Exercise inputs:
****

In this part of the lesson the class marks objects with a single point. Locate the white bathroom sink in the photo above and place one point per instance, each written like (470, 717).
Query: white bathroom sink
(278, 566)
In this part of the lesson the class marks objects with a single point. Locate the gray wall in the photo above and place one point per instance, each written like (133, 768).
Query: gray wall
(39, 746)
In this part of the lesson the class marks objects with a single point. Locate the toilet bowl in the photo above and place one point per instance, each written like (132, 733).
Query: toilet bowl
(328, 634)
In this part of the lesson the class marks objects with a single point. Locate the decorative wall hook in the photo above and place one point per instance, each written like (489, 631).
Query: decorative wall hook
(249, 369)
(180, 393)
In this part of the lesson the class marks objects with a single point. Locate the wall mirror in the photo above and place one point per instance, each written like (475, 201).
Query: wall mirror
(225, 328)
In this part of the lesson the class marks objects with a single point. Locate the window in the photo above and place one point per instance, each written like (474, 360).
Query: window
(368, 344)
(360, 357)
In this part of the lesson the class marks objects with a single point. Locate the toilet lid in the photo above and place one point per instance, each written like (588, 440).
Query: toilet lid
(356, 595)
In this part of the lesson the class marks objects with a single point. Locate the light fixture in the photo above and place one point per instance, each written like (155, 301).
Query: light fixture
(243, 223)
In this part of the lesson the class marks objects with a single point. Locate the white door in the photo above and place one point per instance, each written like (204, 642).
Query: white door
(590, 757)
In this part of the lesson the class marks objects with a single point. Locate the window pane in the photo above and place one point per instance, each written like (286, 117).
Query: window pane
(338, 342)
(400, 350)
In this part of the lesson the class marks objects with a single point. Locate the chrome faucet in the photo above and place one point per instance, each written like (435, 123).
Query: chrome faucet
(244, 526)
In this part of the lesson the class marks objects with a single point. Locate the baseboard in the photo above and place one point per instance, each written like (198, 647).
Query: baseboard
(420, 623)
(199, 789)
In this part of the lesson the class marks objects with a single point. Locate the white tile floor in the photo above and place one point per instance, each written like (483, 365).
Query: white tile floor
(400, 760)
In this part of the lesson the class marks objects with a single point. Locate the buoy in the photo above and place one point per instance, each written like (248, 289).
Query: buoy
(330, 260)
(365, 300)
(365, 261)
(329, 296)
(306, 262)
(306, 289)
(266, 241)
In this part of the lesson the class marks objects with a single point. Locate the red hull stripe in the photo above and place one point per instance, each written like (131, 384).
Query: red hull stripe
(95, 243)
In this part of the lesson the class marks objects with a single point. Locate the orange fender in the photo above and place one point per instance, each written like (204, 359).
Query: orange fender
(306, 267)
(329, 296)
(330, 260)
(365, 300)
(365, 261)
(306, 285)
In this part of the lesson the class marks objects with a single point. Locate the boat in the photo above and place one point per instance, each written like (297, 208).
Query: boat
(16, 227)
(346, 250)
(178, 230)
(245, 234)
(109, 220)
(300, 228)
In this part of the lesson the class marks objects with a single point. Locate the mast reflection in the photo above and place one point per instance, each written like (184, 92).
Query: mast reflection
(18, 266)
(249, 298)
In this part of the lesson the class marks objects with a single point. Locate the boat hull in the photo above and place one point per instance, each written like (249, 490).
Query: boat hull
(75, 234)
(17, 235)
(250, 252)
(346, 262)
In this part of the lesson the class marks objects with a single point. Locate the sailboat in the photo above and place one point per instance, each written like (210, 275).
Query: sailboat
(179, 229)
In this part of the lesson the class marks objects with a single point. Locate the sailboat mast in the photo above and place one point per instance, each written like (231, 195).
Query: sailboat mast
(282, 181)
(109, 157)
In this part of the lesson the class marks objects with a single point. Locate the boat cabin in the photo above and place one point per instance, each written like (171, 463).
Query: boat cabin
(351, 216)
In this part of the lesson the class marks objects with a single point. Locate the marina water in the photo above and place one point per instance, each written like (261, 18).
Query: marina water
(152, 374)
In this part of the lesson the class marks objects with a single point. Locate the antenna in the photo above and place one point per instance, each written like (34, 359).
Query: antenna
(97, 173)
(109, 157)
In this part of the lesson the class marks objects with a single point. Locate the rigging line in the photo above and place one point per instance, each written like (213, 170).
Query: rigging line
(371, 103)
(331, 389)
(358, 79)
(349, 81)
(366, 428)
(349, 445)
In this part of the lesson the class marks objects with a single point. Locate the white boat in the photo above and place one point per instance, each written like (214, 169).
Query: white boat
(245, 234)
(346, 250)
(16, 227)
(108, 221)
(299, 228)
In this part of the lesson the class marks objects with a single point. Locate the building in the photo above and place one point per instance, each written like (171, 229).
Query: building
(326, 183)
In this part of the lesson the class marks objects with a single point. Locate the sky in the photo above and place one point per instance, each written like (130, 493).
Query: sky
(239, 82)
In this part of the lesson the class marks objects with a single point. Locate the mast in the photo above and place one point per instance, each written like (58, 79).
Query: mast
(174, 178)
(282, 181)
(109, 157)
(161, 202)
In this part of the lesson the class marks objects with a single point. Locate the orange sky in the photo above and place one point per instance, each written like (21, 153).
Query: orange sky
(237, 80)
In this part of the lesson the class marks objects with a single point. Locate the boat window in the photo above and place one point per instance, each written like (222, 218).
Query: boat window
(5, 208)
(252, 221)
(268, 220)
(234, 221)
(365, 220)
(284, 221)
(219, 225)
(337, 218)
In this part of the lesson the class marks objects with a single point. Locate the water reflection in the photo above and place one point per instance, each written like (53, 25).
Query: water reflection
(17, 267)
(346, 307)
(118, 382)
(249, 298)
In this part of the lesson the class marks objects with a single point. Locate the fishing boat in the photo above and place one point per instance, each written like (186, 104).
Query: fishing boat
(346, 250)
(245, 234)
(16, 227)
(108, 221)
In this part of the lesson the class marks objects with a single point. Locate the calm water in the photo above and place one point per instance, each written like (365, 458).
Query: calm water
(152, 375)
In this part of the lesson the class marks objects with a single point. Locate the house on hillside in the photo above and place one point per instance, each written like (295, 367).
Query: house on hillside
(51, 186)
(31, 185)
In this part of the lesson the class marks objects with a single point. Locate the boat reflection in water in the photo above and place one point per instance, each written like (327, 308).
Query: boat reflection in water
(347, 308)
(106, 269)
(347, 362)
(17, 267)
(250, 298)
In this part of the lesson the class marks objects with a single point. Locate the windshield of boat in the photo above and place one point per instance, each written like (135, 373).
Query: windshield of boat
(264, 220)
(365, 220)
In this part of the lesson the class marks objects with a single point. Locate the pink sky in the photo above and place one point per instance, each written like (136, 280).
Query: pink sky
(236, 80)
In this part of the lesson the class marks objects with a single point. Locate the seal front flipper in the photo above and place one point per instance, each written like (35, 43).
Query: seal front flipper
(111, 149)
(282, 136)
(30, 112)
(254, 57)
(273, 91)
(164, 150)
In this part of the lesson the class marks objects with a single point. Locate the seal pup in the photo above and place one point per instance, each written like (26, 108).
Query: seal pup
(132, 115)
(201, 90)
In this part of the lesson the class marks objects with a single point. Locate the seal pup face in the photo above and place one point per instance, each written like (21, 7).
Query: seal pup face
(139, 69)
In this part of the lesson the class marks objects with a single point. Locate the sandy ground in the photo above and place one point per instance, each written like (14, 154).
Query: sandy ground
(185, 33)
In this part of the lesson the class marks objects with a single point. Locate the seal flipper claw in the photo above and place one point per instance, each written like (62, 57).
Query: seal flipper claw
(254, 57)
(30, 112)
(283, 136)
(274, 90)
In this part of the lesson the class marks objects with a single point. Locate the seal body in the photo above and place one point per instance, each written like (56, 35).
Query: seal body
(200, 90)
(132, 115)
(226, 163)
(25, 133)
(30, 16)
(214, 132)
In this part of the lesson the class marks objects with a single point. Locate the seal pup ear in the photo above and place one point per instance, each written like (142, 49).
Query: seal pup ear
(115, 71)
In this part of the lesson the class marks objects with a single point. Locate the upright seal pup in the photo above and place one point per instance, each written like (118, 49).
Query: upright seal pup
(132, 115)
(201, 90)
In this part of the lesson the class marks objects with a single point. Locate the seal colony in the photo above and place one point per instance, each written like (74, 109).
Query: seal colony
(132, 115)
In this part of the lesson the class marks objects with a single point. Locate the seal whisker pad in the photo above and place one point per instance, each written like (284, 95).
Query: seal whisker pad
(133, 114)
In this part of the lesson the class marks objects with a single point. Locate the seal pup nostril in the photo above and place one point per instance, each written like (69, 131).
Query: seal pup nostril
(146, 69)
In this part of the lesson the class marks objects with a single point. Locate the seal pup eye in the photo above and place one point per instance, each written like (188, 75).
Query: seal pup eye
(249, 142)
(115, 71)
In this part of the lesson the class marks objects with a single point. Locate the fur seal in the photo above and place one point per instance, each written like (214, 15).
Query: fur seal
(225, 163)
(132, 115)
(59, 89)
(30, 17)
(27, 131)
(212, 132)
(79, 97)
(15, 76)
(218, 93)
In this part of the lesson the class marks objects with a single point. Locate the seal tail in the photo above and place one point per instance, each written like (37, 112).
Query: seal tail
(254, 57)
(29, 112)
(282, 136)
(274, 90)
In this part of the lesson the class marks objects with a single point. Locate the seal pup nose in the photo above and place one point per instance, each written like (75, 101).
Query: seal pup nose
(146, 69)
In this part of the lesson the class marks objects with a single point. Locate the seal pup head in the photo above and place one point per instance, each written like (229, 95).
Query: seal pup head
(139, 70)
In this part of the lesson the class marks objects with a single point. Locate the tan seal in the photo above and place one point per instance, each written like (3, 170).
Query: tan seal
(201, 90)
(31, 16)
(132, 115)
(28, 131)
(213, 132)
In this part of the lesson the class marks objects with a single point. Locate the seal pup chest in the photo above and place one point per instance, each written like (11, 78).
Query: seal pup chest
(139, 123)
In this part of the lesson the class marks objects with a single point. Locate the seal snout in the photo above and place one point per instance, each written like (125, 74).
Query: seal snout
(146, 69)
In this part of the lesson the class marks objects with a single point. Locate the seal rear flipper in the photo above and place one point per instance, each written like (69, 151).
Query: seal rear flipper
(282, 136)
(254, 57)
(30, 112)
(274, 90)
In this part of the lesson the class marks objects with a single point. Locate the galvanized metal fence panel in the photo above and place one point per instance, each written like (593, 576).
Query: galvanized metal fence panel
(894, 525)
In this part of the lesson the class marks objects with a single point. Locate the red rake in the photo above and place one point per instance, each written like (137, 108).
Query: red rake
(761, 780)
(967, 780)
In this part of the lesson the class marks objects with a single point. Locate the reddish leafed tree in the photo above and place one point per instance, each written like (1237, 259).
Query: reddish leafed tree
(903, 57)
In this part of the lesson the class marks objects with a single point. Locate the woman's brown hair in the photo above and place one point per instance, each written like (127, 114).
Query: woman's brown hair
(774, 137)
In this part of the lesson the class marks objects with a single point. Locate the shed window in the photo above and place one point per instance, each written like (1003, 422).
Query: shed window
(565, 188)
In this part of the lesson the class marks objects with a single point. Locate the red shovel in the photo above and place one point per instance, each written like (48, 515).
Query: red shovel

****

Given request: Locate the line that contains "like (127, 114).". Repeat it and every line after it, up to and including the final line, exactly.

The reply:
In this part of the lesson the class marks objects with a single point. Locate the woman's brown hair in the photo above and place one point per instance, each written like (127, 114).
Query: woman's brown hair
(774, 137)
In this part of the lesson the class marks objects with a single point. Locate the shed window in the photo above and place one point per instance, each written like (1003, 422).
Query: shed window
(565, 188)
In this part of the lesson the class marks objects with a single point. Locate the red shovel in the photo above and place one point per instance, each written like (48, 515).
Query: red shovel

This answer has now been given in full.